■ Article:

^^^^

Entre 2015 et 2017, la part du diesel dans les ventes de voitures neuves en Allemagne est passée de 47,7% à 38,7%. Face à cette tendance, et espérant "clore le débat sur la fin du diesel", le plus grand équipementier automobile mondial Bosch a présenté fin avril une nouvelle technologie permettant de "diminuer drastiquement" les émissions.
À l'unisson des grands constructeurs, Volkmar Denner, PDG de Bosch, veut croire que "le diesel a un avenir" et sans interdictions urbaines. Pour redresser la qualité de l'air, le gouvernement parie de son côté sur des mesures aux effets moins immédiats, comme la mise en place d'un fonds pour aider les villes à développer leur réseau de transports publics ou encore leur flotte de véhicules électriques.
« Enfant allemand »
Breveté en 1892 par l'ingénieur munichois Rudolf Diesel, ce carburant est "un enfant allemand qu'on n'aime pas laisser mourir", résume Stefan Bratzel, expert du Center of Automotive Management.
Une importante crise du secteur automobile aurait "un large impact négatif sur l'économie allemande", estime Christian Rammer, économiste de l'institut ZEW. Selon lui, 5% de l'emploi allemand dépend directement ou indirectement de l'industrie automobile.

^^^^

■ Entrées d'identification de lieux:
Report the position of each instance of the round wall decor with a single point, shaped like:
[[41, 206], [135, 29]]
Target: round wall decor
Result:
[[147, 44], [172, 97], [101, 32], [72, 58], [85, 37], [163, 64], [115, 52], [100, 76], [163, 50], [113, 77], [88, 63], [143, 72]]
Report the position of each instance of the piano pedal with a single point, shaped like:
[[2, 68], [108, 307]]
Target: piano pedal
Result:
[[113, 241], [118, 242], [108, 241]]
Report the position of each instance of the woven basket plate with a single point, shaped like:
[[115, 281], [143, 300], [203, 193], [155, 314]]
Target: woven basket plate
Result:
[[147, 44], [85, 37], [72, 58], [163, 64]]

^^^^

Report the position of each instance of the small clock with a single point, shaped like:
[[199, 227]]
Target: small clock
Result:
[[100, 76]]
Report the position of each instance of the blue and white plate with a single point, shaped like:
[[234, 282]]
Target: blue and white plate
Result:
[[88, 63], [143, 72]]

^^^^

■ Exercices à traiter:
a) Comment résumeriez-vous en deux phrases l'article sur le diesel en Allemagne ?
b) Donnez la suite de l'article sur le diesel en Allemagne, en reprenant après sa dernière phrase.
Ces entrées proviennent d'une source distincte de l'article sur le diesel.

■ Réponses obtenues:
a) Entre 2015 et 2017, la part du diesel dans les ventes de voitures neuves en Allemagne est passée de 47,7 % à 38,7 %, et Bosch a présenté fin avril une technologie censée diminuer drastiquement les émissions, tandis que le gouvernement mise sur un fonds aidant les villes à développer leurs transports publics et leurs véhicules électriques. Breveté en 1892 par Rudolf Diesel, ce carburant est décrit comme « un enfant allemand qu'on n'aime pas laisser mourir », et une crise du secteur aurait un large impact négatif sur l'économie allemande, dont 5 % de l'emploi dépend de l'industrie automobile.

b)
L'institut Ifo estime que "plus de 600 000 emplois" sont directement ou indirectement dépendants de la fabrication de moteurs à combustion, diesel inclus. Ces postes ne seraient pas tous conservés en cas de fin des moteurs conventionnels, les nouveaux moteurs nécessitant jusqu'à 20 fois moins de pièces détachés. Si un employé est en mesure de fabriquer 350 moteurs à combustion par an, ce chiffre passe à 1 600 pour l'électrique, selon le cabinet SMP.
Mais la stratégie allemande de protection de l'industrie automobile pourrait s'avérer coûteuse sur le plus long terme. En protégeant les constructeurs, les gouvernements successifs les rendent moins compétitifs, estime Ferdinand Dudenhöffer, du Center Automotive Research. Pour un secteur déjà en retard dans la course aux nouvelles mobilités, "plus vous attendez, plus il est difficile de réussir le virage vers l'électrique" explique-t-il.